● **Aim of the task**
Rewrite the entries below so that every "Query" becomes "Label", with all other text kept the same.

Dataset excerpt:
---------------

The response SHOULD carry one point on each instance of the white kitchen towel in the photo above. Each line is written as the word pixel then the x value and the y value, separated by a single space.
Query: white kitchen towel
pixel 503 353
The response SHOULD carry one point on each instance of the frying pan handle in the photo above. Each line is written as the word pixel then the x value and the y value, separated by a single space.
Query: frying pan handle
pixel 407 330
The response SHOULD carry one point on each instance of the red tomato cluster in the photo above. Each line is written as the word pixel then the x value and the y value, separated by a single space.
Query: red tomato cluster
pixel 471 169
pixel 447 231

---------------

● **Answer in full**
The response SHOULD carry one point on each instance of the white kitchen towel in the photo above. Each line is written as the word pixel then the x value and the y value, separated by a single space.
Label: white kitchen towel
pixel 503 353
The response SHOULD carry one point on each instance of the frying pan handle in the photo above. Each line is written as the word pixel then the x value and the y value, separated by a single space.
Label: frying pan handle
pixel 407 330
The response SHOULD carry one point on each instance of the red tomato cluster in the photo above. Each line is written as the word pixel then the x value and the y value, separated by a single space.
Label: red tomato cluster
pixel 471 169
pixel 447 231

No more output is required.